Rescale everything from the start of the entries below down through the line containing "<point>552,28</point>", requests included, multiplying each point coordinate in the answers by 0.55 and rounding to whole numbers, with halves rounded up. Give only those lines.

**Dataset records:**

▽

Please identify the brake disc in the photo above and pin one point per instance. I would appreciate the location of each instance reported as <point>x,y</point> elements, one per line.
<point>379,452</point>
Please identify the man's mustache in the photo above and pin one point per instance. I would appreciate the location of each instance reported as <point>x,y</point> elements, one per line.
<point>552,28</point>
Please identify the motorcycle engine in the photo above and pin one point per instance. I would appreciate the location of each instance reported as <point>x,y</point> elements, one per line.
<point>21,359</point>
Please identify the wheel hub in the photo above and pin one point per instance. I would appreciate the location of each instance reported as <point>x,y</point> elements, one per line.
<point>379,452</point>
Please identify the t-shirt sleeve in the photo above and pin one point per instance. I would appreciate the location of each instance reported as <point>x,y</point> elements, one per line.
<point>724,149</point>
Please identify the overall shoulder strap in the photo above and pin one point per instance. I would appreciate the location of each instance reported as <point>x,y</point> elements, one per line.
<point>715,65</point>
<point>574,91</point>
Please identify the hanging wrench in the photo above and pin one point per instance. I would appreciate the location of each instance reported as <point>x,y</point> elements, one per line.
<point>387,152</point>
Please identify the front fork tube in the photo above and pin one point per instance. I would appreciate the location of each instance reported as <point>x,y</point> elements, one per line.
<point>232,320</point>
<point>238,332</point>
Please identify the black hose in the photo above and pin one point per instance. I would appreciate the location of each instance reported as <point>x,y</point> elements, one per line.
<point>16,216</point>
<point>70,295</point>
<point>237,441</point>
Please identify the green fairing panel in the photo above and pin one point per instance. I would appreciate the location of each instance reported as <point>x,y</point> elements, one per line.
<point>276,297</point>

△

**Solution to the exercise:**
Please identify the brake disc in the photo above and pin one point per instance. I would appreciate the location of each instance reported as <point>x,y</point> elements, one per line.
<point>208,249</point>
Please identify the man's mustache in the photo above and pin one point per instance. I would appreciate the location of each instance reported as <point>x,y</point> elements, one per line.
<point>304,15</point>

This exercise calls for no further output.